** begin DOCUMENT SECTION **

R: Solubility Regression with Linear and Random Forest Models

Aqueous solubility (ability to dissolve in water) is an essential property of a chemical compound important in the laboratory. Can the solubility of a compound be predicted based on a chemical structure alone? John Delaney posed this predictions question in 2004 (Delaney 2004) and wrote a paper with numerous citations in the chemistry literature. This study will take a dataset similar to that study and use linear and random forest regression to predict the compounds’ solubilities.

The random forest model is a much better predictor of solubilities.

This code for this study is implemented in R and is available in its entirety on GitHub.

A number of compounds in this dataset are well-known, even outside the chemistry community. Here is a sample of what lies inside the dataset:

Table 1: Well-known compounds in the dataset

Compound name	Description
Sucrose	Sugar
Erythritol	Sugar substitute
Caffiene	Coffee time!

** end DOCUMENT SECTION **
** begin DATASET **

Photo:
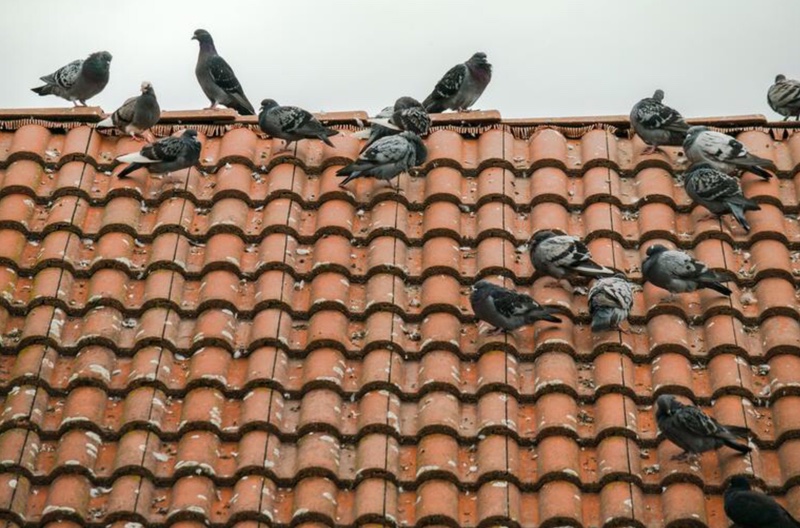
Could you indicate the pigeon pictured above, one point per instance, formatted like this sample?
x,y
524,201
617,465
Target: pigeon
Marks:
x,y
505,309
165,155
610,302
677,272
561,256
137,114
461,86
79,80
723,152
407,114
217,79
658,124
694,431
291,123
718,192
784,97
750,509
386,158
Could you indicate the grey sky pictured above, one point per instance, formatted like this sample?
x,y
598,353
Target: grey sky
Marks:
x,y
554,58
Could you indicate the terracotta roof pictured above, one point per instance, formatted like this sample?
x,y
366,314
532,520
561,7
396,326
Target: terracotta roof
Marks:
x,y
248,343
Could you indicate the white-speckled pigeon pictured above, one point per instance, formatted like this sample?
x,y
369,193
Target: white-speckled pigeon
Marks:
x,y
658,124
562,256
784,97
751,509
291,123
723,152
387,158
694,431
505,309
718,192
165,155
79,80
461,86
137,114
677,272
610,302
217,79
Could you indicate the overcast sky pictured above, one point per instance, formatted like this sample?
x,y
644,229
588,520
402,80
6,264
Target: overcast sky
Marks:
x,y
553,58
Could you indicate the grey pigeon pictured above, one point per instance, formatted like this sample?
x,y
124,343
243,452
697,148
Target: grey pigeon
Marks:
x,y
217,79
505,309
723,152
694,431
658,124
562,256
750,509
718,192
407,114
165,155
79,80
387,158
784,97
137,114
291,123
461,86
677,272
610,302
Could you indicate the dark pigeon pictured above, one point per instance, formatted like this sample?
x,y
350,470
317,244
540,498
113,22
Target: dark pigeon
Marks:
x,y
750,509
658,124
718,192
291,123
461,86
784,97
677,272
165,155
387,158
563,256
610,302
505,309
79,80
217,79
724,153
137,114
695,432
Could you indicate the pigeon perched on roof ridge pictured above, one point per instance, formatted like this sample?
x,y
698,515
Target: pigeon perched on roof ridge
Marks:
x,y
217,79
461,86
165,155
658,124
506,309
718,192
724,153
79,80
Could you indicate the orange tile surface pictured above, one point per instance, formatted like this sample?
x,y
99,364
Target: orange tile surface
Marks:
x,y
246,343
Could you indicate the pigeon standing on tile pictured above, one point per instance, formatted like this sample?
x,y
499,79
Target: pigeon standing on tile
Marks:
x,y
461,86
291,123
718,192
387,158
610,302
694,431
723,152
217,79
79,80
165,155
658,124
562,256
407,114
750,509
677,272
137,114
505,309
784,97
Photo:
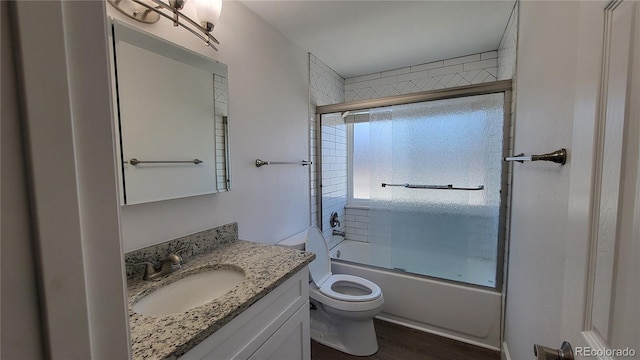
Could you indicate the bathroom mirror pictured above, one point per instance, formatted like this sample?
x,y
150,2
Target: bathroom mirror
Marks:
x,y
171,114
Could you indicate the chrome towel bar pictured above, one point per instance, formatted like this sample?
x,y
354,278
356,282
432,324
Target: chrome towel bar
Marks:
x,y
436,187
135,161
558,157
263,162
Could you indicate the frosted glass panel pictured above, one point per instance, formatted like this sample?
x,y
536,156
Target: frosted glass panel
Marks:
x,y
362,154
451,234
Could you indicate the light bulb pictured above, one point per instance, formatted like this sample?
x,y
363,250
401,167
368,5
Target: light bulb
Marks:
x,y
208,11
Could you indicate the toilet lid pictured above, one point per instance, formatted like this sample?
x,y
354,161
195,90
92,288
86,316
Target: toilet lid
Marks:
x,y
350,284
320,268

** end DATASET **

REQUESTS:
- A) How could the solubility regression page's paragraph beginning "Aqueous solubility (ability to dissolve in water)" be rewritten more briefly while keeping its main facts?
- B) Could you write out the rows again, requests included, adding 4 to every coordinate in the answers, starting with the line that contains "Could you indicate the chrome" and going on through the end of the rows?

SOLUTIONS TO THE PROBLEMS:
- A) Aqueous solubility, the ability to dissolve in water, is a key laboratory property of a chemical compound. In 2004, John Delaney asked whether it can be predicted from chemical structure alone, in a widely cited paper. This study uses a similar dataset and applies linear and random forest regression to predict compound solubilities.

- B)
Could you indicate the chrome towel bar pictured above, one point per instance, formatted like this sample?
x,y
354,278
356,282
432,324
Target: chrome towel bar
Marks:
x,y
440,191
139,165
562,161
267,166
Could you indicate the frosted glass panel pictured above, one point per instance, formatted like this sample?
x,y
536,156
Target: frosted glass panel
Marks:
x,y
366,158
455,238
Could you indicate the light bulb pictured above, one point per instance, formatted like this sample?
x,y
363,250
401,167
368,5
Target: light bulb
Marks:
x,y
212,15
Could you indicate the toilet lid pictured above, one point per instance, formatted like this sample?
x,y
354,161
195,90
92,288
86,316
Target: toilet lid
Marks:
x,y
354,288
324,272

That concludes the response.